## EXCERPTED DATA
— START —

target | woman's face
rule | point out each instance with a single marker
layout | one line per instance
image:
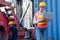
(42, 9)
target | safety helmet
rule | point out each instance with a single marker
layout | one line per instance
(42, 4)
(10, 23)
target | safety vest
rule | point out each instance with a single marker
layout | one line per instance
(42, 24)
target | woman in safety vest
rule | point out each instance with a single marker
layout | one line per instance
(42, 24)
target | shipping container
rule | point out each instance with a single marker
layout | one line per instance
(54, 25)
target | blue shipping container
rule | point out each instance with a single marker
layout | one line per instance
(54, 25)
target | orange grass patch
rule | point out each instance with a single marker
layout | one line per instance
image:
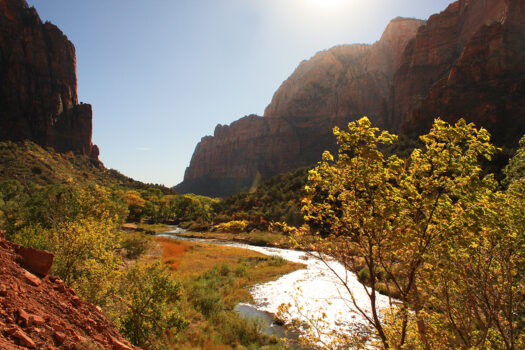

— END —

## STATED EXERCISE
Can you quote the material word for word, from the line with "target | blue shipping container" through the end of the material, and leave the pictures out?

## ANSWER IN FULL
target | blue shipping container
rule | point out each instance with a single marker
layout | one line per instance
(54, 25)
target | orange grass patch
rule | point out each instance with a single marker
layout | one line per instance
image:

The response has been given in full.